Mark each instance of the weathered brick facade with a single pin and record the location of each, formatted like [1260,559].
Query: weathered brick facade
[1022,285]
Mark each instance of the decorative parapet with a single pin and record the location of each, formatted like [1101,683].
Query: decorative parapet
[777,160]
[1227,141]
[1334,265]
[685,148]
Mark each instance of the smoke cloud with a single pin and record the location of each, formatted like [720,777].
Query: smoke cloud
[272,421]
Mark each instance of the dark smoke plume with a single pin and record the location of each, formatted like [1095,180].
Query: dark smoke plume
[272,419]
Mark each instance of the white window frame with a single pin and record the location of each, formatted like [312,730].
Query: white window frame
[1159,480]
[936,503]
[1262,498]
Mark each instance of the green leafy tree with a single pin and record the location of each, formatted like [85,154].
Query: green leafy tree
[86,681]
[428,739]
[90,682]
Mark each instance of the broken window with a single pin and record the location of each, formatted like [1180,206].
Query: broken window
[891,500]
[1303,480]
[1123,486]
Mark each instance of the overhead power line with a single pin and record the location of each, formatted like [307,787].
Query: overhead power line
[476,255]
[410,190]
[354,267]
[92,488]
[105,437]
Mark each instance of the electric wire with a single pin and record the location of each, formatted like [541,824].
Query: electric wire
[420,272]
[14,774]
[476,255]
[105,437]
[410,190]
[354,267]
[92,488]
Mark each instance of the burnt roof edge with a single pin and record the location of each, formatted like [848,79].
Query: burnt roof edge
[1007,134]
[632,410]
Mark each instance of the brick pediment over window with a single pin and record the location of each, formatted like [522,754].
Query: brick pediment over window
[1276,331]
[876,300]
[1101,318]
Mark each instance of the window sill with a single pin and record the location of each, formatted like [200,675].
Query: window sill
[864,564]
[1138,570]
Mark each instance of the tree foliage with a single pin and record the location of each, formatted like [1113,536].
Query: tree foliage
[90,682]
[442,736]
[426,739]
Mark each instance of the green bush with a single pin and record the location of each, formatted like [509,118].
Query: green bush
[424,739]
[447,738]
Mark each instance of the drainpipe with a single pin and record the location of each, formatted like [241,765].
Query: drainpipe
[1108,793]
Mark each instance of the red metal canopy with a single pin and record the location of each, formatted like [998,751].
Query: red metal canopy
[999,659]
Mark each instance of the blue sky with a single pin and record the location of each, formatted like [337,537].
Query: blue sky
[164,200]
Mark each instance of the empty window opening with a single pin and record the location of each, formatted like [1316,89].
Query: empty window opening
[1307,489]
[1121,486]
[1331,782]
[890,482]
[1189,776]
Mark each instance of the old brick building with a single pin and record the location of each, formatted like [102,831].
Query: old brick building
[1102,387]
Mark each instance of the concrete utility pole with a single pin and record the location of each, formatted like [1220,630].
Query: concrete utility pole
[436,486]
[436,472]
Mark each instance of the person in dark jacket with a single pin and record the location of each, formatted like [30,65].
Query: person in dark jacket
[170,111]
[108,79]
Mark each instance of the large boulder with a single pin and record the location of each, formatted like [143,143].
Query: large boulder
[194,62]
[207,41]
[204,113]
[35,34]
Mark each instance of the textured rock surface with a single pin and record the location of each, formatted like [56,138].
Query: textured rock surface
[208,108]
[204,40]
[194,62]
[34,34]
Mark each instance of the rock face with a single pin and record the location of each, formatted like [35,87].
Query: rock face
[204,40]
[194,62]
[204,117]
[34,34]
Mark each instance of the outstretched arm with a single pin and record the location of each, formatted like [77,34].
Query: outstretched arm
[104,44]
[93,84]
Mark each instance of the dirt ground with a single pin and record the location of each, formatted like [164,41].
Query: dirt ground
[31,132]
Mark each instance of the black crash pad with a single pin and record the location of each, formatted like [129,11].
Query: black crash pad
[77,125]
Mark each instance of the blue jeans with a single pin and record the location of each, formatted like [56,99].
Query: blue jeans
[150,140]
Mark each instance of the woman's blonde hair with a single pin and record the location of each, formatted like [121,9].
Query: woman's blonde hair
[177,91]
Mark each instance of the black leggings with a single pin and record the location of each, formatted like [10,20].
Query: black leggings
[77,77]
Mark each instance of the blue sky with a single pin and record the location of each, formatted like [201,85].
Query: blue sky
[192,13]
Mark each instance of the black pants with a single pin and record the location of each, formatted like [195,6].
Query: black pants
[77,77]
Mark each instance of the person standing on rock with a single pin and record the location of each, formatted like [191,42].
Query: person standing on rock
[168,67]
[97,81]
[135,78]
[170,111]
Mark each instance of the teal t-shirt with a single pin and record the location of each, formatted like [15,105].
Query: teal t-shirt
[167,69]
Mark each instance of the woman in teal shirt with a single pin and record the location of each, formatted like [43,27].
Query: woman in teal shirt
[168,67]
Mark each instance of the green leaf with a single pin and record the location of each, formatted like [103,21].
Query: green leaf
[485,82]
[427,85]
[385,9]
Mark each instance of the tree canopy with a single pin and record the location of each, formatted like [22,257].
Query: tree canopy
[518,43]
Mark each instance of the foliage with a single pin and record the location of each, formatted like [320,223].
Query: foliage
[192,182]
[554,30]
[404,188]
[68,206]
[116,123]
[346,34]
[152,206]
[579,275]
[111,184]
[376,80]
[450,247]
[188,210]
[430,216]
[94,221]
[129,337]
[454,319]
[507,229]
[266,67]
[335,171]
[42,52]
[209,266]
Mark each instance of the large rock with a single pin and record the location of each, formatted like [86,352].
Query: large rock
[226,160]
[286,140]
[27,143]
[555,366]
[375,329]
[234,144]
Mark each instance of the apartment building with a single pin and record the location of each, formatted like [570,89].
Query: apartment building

_ _ _ _

## Stated task
Beginning at the line that holds "Mark each instance of the tree canopy", reproduce each line of the records above down to and including the last one.

## Full response
Mark each instance of the tree canopy with a single pin and record the location of each, formatted like [22,257].
Query: tree canopy
[518,43]
Mark each instance of the foliage with a single pin and record the location of each, formatted like [320,223].
Query: foliage
[192,182]
[554,30]
[404,188]
[68,206]
[116,123]
[346,34]
[152,206]
[579,275]
[111,184]
[376,80]
[450,247]
[188,210]
[430,216]
[94,221]
[129,337]
[454,319]
[507,229]
[266,67]
[335,171]
[42,52]
[209,266]
Mark each instance of the large rock with a single pin and record the location of each, formatted like [86,352].
Query: large rock
[226,160]
[286,140]
[27,143]
[555,366]
[375,329]
[234,144]
Mark each instance of the apartment building with a single pin and record the location of each, formatted like [570,89].
Query: apartment building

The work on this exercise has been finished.